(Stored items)
————
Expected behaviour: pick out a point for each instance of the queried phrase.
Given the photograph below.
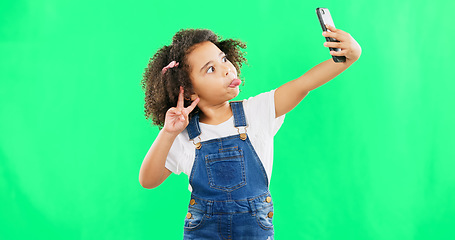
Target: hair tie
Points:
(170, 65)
————
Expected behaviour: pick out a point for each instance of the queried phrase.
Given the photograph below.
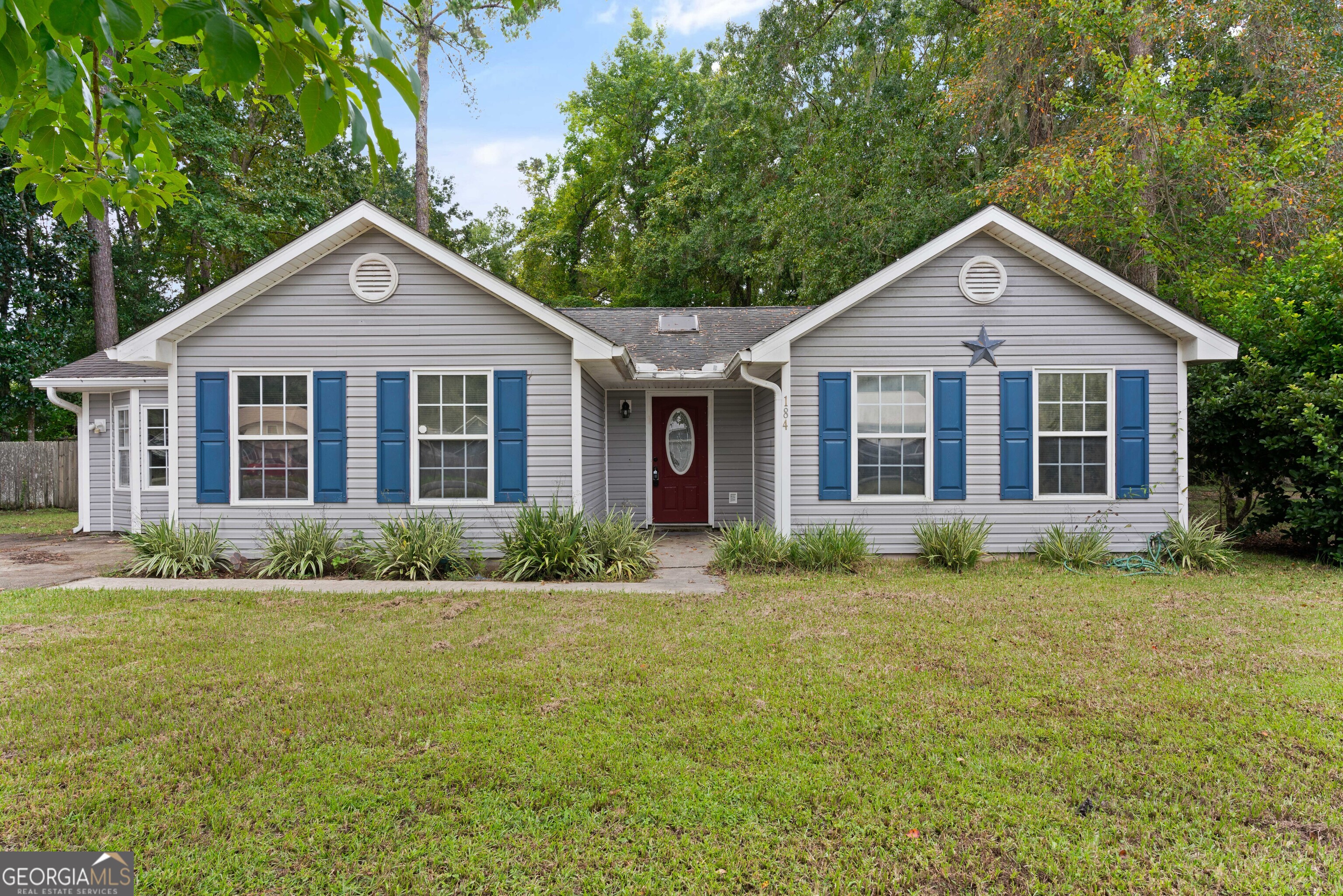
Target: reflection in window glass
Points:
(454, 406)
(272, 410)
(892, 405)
————
* **Action item**: Count the lines of the entries that hold the string "Target", then state that number and nothing more.

* **Your response**: 2